**TASK**
The response should consist of every line below, unchanged.

**PROVIDED DATA**
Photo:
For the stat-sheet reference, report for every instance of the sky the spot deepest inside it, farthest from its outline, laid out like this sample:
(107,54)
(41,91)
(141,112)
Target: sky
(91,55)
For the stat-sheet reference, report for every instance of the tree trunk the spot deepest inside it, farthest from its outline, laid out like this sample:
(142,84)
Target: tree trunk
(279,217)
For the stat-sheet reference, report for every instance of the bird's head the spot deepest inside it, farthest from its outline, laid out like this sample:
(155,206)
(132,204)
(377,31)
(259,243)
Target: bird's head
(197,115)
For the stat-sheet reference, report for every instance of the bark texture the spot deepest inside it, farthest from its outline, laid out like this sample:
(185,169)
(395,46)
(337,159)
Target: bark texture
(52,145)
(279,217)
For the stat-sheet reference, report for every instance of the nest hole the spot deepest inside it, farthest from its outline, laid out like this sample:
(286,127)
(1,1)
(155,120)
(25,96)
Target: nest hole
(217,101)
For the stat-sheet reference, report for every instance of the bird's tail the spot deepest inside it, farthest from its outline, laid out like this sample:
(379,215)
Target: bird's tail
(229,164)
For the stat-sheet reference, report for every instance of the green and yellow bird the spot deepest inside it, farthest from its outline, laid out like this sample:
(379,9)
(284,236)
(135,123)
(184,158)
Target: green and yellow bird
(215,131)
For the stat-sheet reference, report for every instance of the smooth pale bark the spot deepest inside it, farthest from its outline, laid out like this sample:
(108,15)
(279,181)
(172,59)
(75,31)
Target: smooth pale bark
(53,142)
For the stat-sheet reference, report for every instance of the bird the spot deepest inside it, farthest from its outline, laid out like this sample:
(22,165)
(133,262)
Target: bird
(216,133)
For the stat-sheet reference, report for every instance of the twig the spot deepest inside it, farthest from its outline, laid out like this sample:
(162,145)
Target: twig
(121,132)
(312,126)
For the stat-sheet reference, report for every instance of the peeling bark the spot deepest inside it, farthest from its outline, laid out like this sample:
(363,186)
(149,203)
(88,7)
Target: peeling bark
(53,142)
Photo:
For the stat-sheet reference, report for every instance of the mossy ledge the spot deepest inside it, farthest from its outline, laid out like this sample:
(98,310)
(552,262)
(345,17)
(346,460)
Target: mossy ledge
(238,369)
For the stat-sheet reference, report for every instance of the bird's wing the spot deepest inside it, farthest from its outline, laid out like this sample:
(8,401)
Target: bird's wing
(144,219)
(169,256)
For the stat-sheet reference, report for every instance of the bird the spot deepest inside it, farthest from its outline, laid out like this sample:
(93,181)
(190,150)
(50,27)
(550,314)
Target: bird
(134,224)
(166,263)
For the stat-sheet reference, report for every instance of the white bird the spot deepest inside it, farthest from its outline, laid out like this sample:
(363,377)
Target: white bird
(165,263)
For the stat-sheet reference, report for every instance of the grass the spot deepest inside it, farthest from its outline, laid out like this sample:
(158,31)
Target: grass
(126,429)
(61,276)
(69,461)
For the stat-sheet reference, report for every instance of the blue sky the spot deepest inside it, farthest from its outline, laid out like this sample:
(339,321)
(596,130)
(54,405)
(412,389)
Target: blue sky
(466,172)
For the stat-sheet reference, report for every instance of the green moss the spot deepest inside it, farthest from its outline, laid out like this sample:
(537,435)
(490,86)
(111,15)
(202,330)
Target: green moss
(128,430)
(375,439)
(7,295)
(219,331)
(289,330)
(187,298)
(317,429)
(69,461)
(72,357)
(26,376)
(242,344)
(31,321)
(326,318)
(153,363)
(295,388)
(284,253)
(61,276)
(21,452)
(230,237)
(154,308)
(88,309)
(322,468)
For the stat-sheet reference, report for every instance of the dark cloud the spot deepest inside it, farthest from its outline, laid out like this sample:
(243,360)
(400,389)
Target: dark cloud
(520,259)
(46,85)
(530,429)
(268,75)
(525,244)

**SOLVED PROBLEM**
Photo:
For the stat-sheet reference, report for every instance of the sky the spot deepest inside it, farthest from its outline, laid out like this sample:
(107,54)
(41,91)
(141,112)
Target: sky
(91,55)
For the stat-sheet reference, report for every instance of the tree trunk the spot deepest inside it, farthest from its outline, laid out like this sample:
(142,84)
Target: tree trunk
(279,217)
For the stat-sheet reference, report for every instance of the bird's head the spot deepest inside it, farthest from its outline, laid out like this sample:
(155,206)
(132,204)
(377,31)
(259,243)
Target: bird's head
(197,115)
For the stat-sheet reference, report for every instance of the bark texture the spot deepest inside it, farthest from its outline, laid out like this sample:
(185,169)
(395,46)
(337,159)
Target: bark texture
(52,145)
(279,217)
For the stat-sheet reference, report for every instance of the nest hole the spot deepest inside it, farthest from its outline, laid out like this sample:
(286,127)
(1,1)
(155,120)
(25,96)
Target: nest hole
(217,101)
For the stat-sheet reference, report for every instance of the bird's tail the spot deepest inside it, farthest from its outline, laid out like this sample:
(379,215)
Target: bird's tail
(229,164)
For the stat-sheet reference, report for every instance of the green and yellow bird the spot deepest inside it, farthest from its outline, laid out like this sample:
(379,9)
(284,236)
(135,123)
(184,158)
Target: green and yellow bird
(215,131)
For the stat-sheet reference, report for every instance of the smooth pale bark the spot deepest inside it, farthest from its outline, laid out like this sample:
(108,15)
(279,181)
(172,59)
(75,31)
Target: smooth pale bark
(53,142)
For the stat-sheet reference, report for every instance of the bird the spot deepest inside it, farthest from its outline, laid out like this sample:
(22,165)
(133,262)
Target: bird
(216,133)
For the stat-sheet reference, report for every instance of the twig the spot deepest inside it, farthest from its outline, laid out like this sample:
(162,145)
Target: twig
(121,132)
(312,126)
For the stat-sheet reference, report for every instance of the peeling bark the spot deepest inside it, farthest from its outline, laid out like this sample:
(363,186)
(149,203)
(88,7)
Target: peeling bark
(53,142)
Photo:
For the stat-sheet reference, report for every instance of the mossy ledge the spot deepest inside it, farthest from its outline, laid out like this sample:
(98,310)
(552,262)
(345,17)
(346,460)
Target: mossy ledge
(238,369)
For the stat-sheet reference, report for every instance of the bird's wing the spot deepest inside it, farthest from its outline, laid out like this sample:
(8,401)
Target: bird's wing
(144,219)
(169,256)
For the stat-sheet reference, report for every instance of the bird the spot deepest inside it, farthest from its outline, laid out like this sample:
(93,181)
(190,150)
(50,27)
(550,314)
Target: bird
(134,224)
(166,263)
For the stat-sheet reference, report for every instance of the white bird the spot deepest inside it, farthest from its outline, laid out like this sample:
(363,377)
Target: white bird
(165,263)
For the stat-sheet reference, report for every instance of the grass the spot deepest inside it, farthest from its outline, laid out like this sample:
(158,31)
Target: grass
(126,429)
(61,276)
(69,461)
For the stat-sheet reference, report for every instance of the blue sky the spot deepest inside it, farthest from its outline, laid out like this sample:
(339,321)
(596,130)
(54,405)
(412,389)
Target: blue sky
(466,172)
For the stat-sheet reference, report for every instance of the green moss the spot deepest inside it, farthest from its outline, laid out like this sample:
(537,435)
(490,86)
(111,15)
(202,330)
Target: green moss
(128,430)
(375,439)
(7,295)
(219,331)
(289,330)
(187,298)
(317,429)
(69,461)
(72,357)
(26,376)
(242,344)
(31,321)
(326,318)
(153,363)
(295,388)
(284,253)
(61,276)
(21,452)
(230,237)
(154,308)
(88,309)
(322,468)
For the stat-sheet reference, report for every instance of the dark cloud the spot deepest inside it, farthest from its outline, laid out like this sample:
(243,360)
(400,389)
Target: dark cloud
(520,259)
(46,85)
(530,429)
(268,75)
(525,244)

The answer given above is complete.